### To be done
Can you output the listing below line for line without changing anything, but leave the pictures out?

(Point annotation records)
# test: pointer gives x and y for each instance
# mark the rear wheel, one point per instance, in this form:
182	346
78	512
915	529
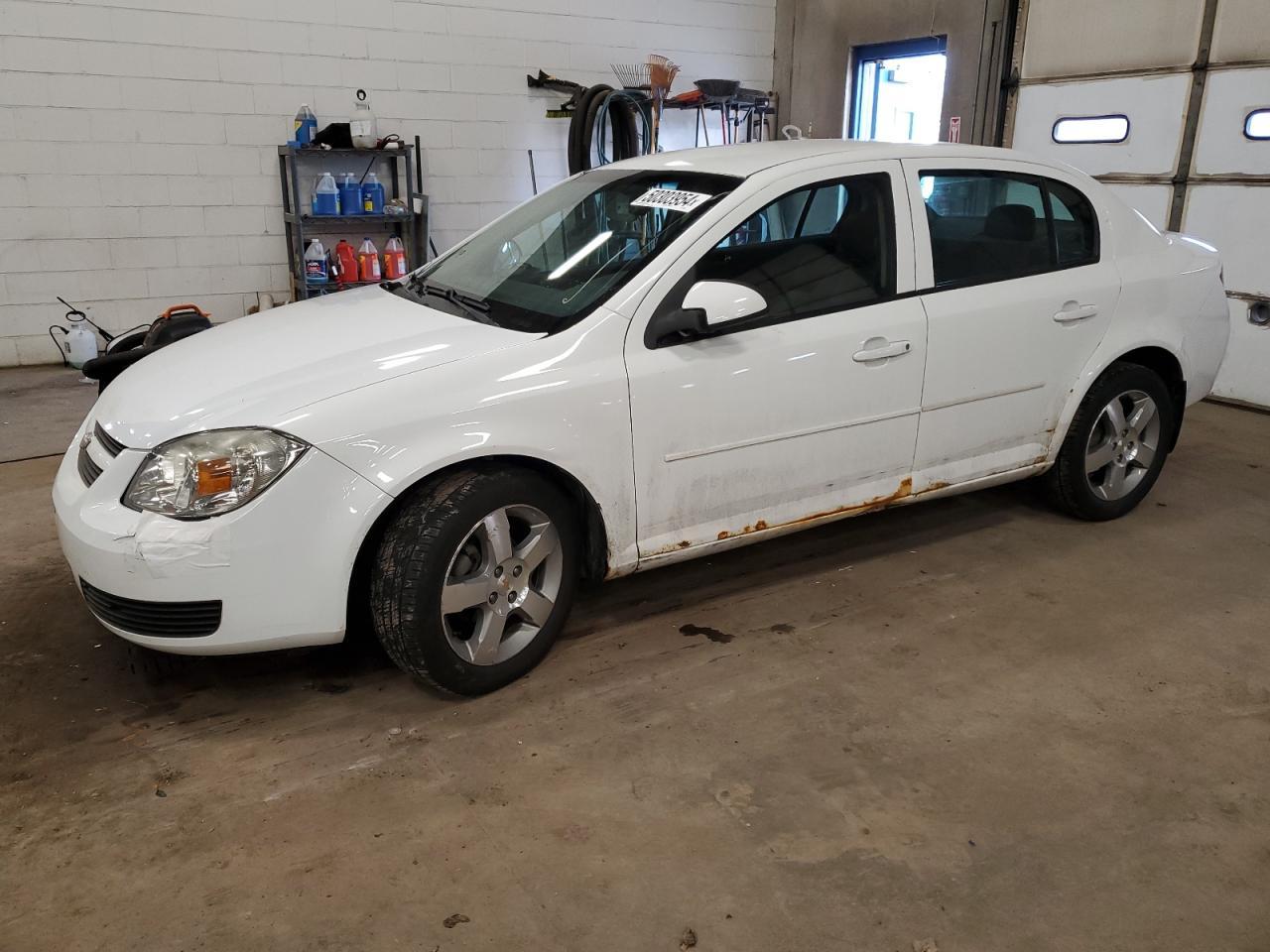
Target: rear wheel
1115	445
476	576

### Reply to the exercise
# test: pointer gives x and y for each instance
# mark the rear wheel, one point per instance, in this form:
182	346
78	512
915	529
Target: rear wheel
1115	445
476	576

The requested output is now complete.